━━━ Text shown ━━━

Re: RAID1 repair GPF crash w/3.10-rc7
From: Joe Lawrence <hidden>
Date: 2013-07-03 21:49:51
On Mon, 1 Jul 2013, Joe Lawrence wrote:
Hi Kent & Neil, I've hit a crash in MD during RAID1 repair while running 3.10-rc7: [ ... snip ... ]
Hi Neil,
Looking through the MD source, I'm trying to understand part of the
RAID1 repair path. I came up with a few questions:
1 - During user initiated RAID1 repair, is the loop at the bottom of
sync_request(), under the bio_full label, responsible for submitting all
of the initial read bios?
2 - Does process_checks() later find the first uptodate read bio and
copy its data into the other r1_bio->bios[] for write repair to the
other disks?
If both are true, then perhaps the following applies to this crash...

━━━

*What you will do*
Please copy out the RAID1 repair message above word for word, from start to finish.

━━━ Recorded information ━━━

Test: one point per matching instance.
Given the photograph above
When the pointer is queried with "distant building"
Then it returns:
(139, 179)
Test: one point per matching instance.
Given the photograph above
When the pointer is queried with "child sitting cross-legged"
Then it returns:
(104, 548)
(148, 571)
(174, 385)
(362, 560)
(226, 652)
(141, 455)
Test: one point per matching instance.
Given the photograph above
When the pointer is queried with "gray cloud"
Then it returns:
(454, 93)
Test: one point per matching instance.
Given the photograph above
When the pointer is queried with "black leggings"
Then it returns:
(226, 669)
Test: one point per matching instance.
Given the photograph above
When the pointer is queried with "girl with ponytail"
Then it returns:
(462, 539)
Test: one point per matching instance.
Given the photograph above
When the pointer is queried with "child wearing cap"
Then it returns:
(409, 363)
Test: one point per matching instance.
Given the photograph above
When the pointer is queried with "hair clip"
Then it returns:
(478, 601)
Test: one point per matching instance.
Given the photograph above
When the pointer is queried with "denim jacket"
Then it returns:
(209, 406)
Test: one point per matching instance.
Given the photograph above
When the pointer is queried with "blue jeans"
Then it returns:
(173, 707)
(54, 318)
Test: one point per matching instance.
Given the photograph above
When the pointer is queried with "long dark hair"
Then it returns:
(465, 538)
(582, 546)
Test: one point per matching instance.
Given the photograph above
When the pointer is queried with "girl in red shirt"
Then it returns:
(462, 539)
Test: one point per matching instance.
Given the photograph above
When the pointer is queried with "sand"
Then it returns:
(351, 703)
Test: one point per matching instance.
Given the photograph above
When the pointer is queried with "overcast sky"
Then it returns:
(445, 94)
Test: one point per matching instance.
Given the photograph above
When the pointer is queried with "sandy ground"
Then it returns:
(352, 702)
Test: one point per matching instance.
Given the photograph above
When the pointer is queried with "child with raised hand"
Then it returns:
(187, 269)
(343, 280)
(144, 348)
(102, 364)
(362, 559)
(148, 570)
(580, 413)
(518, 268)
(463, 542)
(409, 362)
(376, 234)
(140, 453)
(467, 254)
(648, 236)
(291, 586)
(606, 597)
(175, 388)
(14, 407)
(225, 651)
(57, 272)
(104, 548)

━━━

*Exercise output*
Re: RAID1 repair GPF crash w/3.10-rc7
From: Joe Lawrence <hidden>
Date: 2013-07-03 21:49:51
On Mon, 1 Jul 2013, Joe Lawrence wrote:
Hi Kent & Neil, I've hit a crash in MD during RAID1 repair while running 3.10-rc7: [ ... snip ... ]
Hi Neil,
Looking through the MD source, I'm trying to understand part of the
RAID1 repair path. I came up with a few questions:
1 - During user initiated RAID1 repair, is the loop at the bottom of
sync_request(), under the bio_full label, responsible for submitting all
of the initial read bios?
2 - Does process_checks() later find the first uptodate read bio and
copy its data into the other r1_bio->bios[] for write repair to the
other disks?
If both are true, then perhaps the following applies to this crash...